TEXT SHOWN:
"""
Successful contact tracing: Setting up, scaling and advancing operations
Connecting state and local government leaders
Efficient contact tracing centers must be well staffed, scalable and conscientious of data protection.
This September, back-to-school conversations have involved not just parents and children but also government officials and medical professionals who are grappling with how to control the spread of COVID-19.
According to two recent studies, the key to a safe school year may not be something new, but something most of the country has been hearing about for some time – contact tracing.
As schools deal with the challenges of bringing students back and businesses roll out their return-to-office policies, contact tracing will become even more relevant. With states looking to increase and improve their contact-tracing operations, it’s important to understand how successful contact tracing centers work.
Setting up shop
The first decision states must make when starting or expanding their contact tracing operations is how the program will be managed. All contact tracing centers are the result of some level of collaboration between the private and public sectors. Some governments are choosing to handle the contact tracing operations in-house, while others are turning to business process outsourcers. BPOs come with deep contact center knowledge, and while they may not be experts in contact tracing, they have the experience with contact center software and customer-experience best practices that lead to efficient contact tracing operations.
Those states wishing to maintain more hands-on control over the tracing process by keeping operations in-house can still leverage the private-sector’s experience and technology. In these collaborations, the states supply public health experience and regional awareness, and private companies bring the technology expertise to facilitate the call-center-like operations that enable contact tracing.
Baseline technology needs
The key technology requirement for a contact tracing center is efficient customer relationship management software. A CRM solution is typically used to record, report and analyze interactions between a company and its customers. For contact tracing it can gather and store patient data to make the program more effective.
Contact tracing centers should also implement a contact center as a service (CCaaS) platform to intelligently route contacts from all communication channels, connecting the tracers with the individuals they need to be in contact with. States can also take advantage of workforce optimization (WFO) software to help set up the tracing team for success via workforce planning, quality management and analytics capabilities.
Scaling operations
Staffing contact tracing centers is the first aspect of the operation that must be addressed. The Centers for Disease Control and Prevention has recommended that states need 30 tracers for every 100,000 citizens. That tracer team will likely be made up of a hybrid force of health professionals, librarians and others who are skilled in sleuthing. But regardless of how a state or BPO chooses to staff the contact tracing center, it will need workforce management (WFM) software to forecast staffing needs and schedule the teams.
"""
EXTRACTED DATA:
"""
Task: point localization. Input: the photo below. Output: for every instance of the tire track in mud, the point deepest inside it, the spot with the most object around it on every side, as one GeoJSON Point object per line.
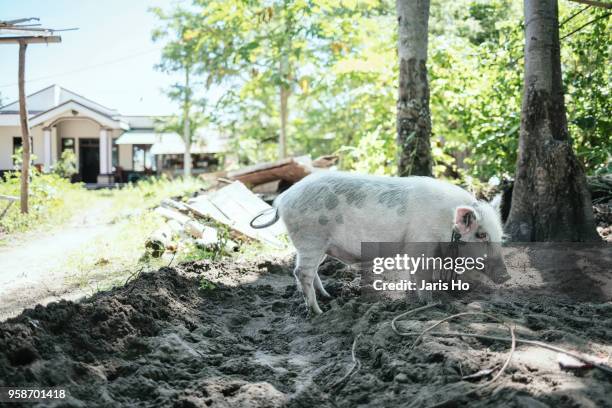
{"type": "Point", "coordinates": [163, 341]}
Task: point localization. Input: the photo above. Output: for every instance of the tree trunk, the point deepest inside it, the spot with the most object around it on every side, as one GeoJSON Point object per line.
{"type": "Point", "coordinates": [413, 117]}
{"type": "Point", "coordinates": [25, 131]}
{"type": "Point", "coordinates": [550, 200]}
{"type": "Point", "coordinates": [284, 110]}
{"type": "Point", "coordinates": [187, 127]}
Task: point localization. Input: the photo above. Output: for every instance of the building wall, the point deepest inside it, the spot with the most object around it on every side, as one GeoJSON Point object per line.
{"type": "Point", "coordinates": [7, 133]}
{"type": "Point", "coordinates": [77, 129]}
{"type": "Point", "coordinates": [125, 152]}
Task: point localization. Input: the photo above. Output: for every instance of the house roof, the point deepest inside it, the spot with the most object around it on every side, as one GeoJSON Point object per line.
{"type": "Point", "coordinates": [54, 100]}
{"type": "Point", "coordinates": [51, 97]}
{"type": "Point", "coordinates": [206, 142]}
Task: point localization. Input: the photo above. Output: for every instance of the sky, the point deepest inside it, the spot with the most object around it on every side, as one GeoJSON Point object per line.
{"type": "Point", "coordinates": [109, 59]}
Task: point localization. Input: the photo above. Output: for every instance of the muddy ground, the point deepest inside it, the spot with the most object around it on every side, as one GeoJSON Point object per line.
{"type": "Point", "coordinates": [245, 340]}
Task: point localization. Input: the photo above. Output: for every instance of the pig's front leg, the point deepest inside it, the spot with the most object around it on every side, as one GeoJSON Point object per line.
{"type": "Point", "coordinates": [305, 273]}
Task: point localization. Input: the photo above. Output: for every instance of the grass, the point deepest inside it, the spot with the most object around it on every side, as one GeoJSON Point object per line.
{"type": "Point", "coordinates": [53, 200]}
{"type": "Point", "coordinates": [120, 253]}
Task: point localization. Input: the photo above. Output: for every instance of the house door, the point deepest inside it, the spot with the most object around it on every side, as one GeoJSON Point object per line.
{"type": "Point", "coordinates": [89, 160]}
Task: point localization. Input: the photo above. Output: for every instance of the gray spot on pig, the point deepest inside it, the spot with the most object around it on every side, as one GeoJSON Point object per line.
{"type": "Point", "coordinates": [395, 197]}
{"type": "Point", "coordinates": [313, 198]}
{"type": "Point", "coordinates": [331, 201]}
{"type": "Point", "coordinates": [355, 192]}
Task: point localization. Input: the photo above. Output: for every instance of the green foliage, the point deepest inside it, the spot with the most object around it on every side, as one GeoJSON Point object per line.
{"type": "Point", "coordinates": [339, 62]}
{"type": "Point", "coordinates": [194, 252]}
{"type": "Point", "coordinates": [206, 285]}
{"type": "Point", "coordinates": [52, 199]}
{"type": "Point", "coordinates": [66, 166]}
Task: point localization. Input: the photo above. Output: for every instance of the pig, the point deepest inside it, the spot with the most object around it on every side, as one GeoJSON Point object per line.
{"type": "Point", "coordinates": [332, 213]}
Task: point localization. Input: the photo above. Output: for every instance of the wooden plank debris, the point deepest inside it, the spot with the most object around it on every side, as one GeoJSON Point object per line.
{"type": "Point", "coordinates": [235, 206]}
{"type": "Point", "coordinates": [291, 170]}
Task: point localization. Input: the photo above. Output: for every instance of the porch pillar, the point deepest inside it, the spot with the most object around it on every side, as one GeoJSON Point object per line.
{"type": "Point", "coordinates": [47, 149]}
{"type": "Point", "coordinates": [105, 176]}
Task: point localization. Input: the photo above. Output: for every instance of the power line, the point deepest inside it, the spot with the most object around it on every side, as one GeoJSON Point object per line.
{"type": "Point", "coordinates": [86, 68]}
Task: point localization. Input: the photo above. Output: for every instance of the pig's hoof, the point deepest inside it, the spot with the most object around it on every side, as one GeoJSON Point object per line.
{"type": "Point", "coordinates": [325, 294]}
{"type": "Point", "coordinates": [315, 311]}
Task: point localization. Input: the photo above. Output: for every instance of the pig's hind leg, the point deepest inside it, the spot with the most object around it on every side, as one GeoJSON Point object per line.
{"type": "Point", "coordinates": [306, 265]}
{"type": "Point", "coordinates": [319, 285]}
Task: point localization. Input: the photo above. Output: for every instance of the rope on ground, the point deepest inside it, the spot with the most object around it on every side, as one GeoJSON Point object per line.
{"type": "Point", "coordinates": [354, 367]}
{"type": "Point", "coordinates": [513, 339]}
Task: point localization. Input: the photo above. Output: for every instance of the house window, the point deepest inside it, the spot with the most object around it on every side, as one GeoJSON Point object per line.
{"type": "Point", "coordinates": [68, 144]}
{"type": "Point", "coordinates": [115, 154]}
{"type": "Point", "coordinates": [17, 144]}
{"type": "Point", "coordinates": [142, 159]}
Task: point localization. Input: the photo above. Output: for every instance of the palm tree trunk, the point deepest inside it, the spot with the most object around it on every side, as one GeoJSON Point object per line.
{"type": "Point", "coordinates": [550, 199]}
{"type": "Point", "coordinates": [413, 116]}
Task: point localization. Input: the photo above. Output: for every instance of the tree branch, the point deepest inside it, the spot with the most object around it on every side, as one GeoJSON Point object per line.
{"type": "Point", "coordinates": [600, 4]}
{"type": "Point", "coordinates": [584, 25]}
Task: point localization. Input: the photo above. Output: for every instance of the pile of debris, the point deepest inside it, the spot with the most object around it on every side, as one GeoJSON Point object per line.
{"type": "Point", "coordinates": [220, 216]}
{"type": "Point", "coordinates": [214, 218]}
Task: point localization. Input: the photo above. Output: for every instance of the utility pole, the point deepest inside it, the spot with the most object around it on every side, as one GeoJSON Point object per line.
{"type": "Point", "coordinates": [37, 36]}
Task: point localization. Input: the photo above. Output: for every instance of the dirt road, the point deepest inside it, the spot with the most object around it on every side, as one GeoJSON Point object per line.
{"type": "Point", "coordinates": [33, 267]}
{"type": "Point", "coordinates": [245, 340]}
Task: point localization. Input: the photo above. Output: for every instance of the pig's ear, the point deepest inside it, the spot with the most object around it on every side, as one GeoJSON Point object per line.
{"type": "Point", "coordinates": [465, 219]}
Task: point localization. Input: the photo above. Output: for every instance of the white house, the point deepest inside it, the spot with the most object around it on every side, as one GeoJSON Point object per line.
{"type": "Point", "coordinates": [109, 147]}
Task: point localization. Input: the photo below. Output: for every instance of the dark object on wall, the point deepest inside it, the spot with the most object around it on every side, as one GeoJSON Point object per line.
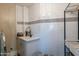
"""
WHAT NEEDS TO BE DONE: Continue the article on setting up and scaling contact tracing operations from the point where it stops.

TASK OUTPUT:
For most contact tracing centers, this means relying on the cloud. With the unpredictability of outbreaks, a cloud-based WFM platform gives contact tracing centers the flexibility to respond in real time to surges in COVID-19 cases through expandable and contractable software usage, as well as with dynamic intraday and weekly scheduling. As an added benefit, it can help simplify the management of a hybrid remote/on-site workforce. Since many contact tracing centers are working in a hybrid fashion, this flexibility is of chief importance.
Advancing tracer success
Contact tracing is challenging because personal information must be gathered from each interaction, often from people who are distressed, rushed for time or mistrustful of providing such information. Quality management software can help tracing agents more empathetically and efficiently collect the required information, as evaluating tracer-patient interactions shows where and which tracers need coaching. Automated quality management, infused with predictive analytics, provides scoring and insights for 100% of interactions, which expedites targeted training by more efficiently highlighting areas for improvement. Advanced WFM tools can, in turn, be used to automatically schedule such training for tracers and help accelerate their development.
Contact tracing is a sensitive issue. It relies on patient trust and tracers performing well in emotionally charged interactions. Quality management, analytics and WFM tools will drive better agent trainings, thereby creating more skilled agents, building a more engaging experience for patients and helping contact tracing gain a trustworthy reputation as whole.
Protecting data and maintaining public trust
At its core, contact tracing is about collecting data. As contact tracing operations are rolled out further, and more data is collected and stored, states and contact tracing centers must have reliable solutions to comply with data security standards.
When contact tracing centers use call recording or analytics software, they are interacting with personal identifiable information. And once a contact tracing center has a recording of an individual identifiable by name and a link to that person having COVID-19, the data becomes personal health information, and it must comply with HIPAA standards.
With many citizens already hesitant to share their data, it’s imperative that contact tracing centers be meticulous with their data protection. For example, recorded interactions between contact tracers and patients should be protected with automated protocols like end-to-end encryption, and software should come programmed with role-based permissions to protect patient information. A breach in data could result in a costly breach in public trust.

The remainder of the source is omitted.